The new main distribution warehouse for Pepkor is located in the Keystone Park Light Industrial, Warehousing and Logistics Precinct in Hammersdale KZN. This immense 110 000 m 2 warehouse was constructed as the main, fully automated distribution warehouse for the Pepkor Group. This project was the winner in the ‘Specialist Contractors or Suppliers’ category in the 2023 Best Projects awards.
During construction, the structural engineers noticed an issue with differential settlement of the earth platform. Due to the strict tolerances for the automation of the warehouse, the settlement would cause the robotics operating on the warehouse floor to lose track of position and render a large part of the warehouse unusable.
The size of the warehouse meant a large cut-to-fill exercise was undertaken initially to create the platform (+-500 m x 350 m) for the warehouse. Three fifths of the warehouse footprint was situated on sandstone or shallow fills following the in-situ rock profiles. The remaining two fifths of the warehouse was situated on an outer shell of choked rockfill and a wedge of fill that in some instances was constructed up to a depth of 25 m. This was the area that suffered from large settlements, and SOIL IMPROVEMENT was required.
The client went to tender to acquire a turnkey geotechnical solution to stabilise the platform from further settlement. GEOCIV Group submitted an offer that was not only suitable as a solution but was vastly superior regarding cost, programme, and effectiveness than competitors. Another “Innovative Geotechnical Solution,” says Managing Director Greg Whittaker.
The design for the structure was based on large conventional pad footings as the foundation. The foundations and majority of the superstructure had already been constructed at the time of tender.

#### [Input for this task]
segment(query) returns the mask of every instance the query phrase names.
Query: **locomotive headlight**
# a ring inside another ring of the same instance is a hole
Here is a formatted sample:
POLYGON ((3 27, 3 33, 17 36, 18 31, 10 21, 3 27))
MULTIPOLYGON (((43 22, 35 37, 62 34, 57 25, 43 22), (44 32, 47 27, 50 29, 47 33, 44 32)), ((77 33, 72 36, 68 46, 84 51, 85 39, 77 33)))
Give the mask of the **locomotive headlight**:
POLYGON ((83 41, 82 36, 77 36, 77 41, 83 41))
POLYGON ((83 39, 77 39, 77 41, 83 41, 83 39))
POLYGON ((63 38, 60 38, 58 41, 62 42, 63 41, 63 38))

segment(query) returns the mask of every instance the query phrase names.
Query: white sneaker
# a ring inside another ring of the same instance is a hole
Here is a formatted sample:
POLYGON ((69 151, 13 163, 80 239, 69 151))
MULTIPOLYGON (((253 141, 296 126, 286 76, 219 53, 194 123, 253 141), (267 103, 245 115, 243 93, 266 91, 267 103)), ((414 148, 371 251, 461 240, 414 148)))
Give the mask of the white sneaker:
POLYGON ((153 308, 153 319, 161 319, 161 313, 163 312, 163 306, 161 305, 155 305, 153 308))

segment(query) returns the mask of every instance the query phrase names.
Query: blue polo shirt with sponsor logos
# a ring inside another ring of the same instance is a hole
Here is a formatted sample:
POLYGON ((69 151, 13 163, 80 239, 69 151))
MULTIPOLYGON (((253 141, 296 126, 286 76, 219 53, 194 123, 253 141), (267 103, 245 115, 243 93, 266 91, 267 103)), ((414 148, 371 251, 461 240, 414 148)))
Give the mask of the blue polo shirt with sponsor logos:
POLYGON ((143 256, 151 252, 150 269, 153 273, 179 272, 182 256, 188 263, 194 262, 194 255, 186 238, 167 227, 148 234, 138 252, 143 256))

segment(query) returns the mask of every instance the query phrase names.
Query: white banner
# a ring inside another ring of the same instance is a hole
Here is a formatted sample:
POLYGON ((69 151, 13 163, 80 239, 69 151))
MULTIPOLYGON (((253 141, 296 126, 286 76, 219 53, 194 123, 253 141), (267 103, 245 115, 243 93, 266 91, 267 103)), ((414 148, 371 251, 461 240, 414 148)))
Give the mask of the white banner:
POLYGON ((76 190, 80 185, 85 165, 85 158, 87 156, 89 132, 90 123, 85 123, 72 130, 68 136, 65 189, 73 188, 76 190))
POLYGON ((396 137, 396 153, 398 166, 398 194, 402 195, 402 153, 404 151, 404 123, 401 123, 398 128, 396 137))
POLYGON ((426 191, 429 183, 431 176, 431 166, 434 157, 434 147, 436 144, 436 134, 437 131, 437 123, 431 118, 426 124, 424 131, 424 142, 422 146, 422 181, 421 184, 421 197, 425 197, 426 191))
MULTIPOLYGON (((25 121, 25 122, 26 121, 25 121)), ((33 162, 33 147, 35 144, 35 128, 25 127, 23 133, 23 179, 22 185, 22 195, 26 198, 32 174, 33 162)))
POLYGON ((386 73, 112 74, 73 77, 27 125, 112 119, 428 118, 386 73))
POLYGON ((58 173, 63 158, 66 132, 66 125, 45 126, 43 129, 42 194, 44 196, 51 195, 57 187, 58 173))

#### [Requirements]
[a] Summarize the Pepkor warehouse text in two sentences.
[b] In the listing, starting with its first line and going on through the line with "POLYGON ((153 308, 153", switch "white sneaker" to "canvas shoe" and write out only those lines, with everything else unchanged.
The warehouse text and the listing come from separate sources.

#### [Task-by-task answers]
[a] Pepkor's 110 000 m2 fully automated distribution warehouse in Hammersdale, KZN, suffered large settlements on the two fifths of its platform built on choked rockfill and a wedge of fill, which would cause the robotics on its floor to lose track of position. The client went to tender for a turnkey geotechnical solution, and GEOCIV Group's offer was vastly superior to competitors in cost, timing, and effectiveness.

[b]
segment(query) returns the mask of every instance the query phrase names.
Query: **locomotive headlight**
# a ring inside another ring of the same instance is a hole
Here is a formatted sample:
POLYGON ((3 27, 3 33, 17 36, 18 31, 10 21, 3 27))
MULTIPOLYGON (((43 22, 35 37, 62 34, 57 25, 43 22), (44 32, 47 27, 50 29, 47 33, 44 32)), ((77 33, 72 36, 68 46, 84 51, 85 39, 77 33)))
Give the mask of the **locomotive headlight**:
POLYGON ((83 41, 82 36, 77 36, 77 41, 83 41))
POLYGON ((83 39, 77 39, 77 41, 83 41, 83 39))
POLYGON ((63 38, 60 38, 58 41, 62 42, 63 41, 63 38))

segment(query) returns the mask of every instance the query phrase names.
Query: canvas shoe
# a ring inside another ring of the same instance is a hole
Here is a formatted sample:
POLYGON ((69 151, 13 163, 80 239, 69 151))
MULTIPOLYGON (((253 141, 296 126, 286 76, 219 53, 194 123, 253 141), (267 103, 245 115, 243 93, 266 91, 267 103)), ((414 148, 371 251, 461 240, 414 148)))
Give the mask of the canvas shoe:
POLYGON ((153 308, 153 319, 161 319, 161 313, 163 312, 163 306, 161 305, 155 305, 153 308))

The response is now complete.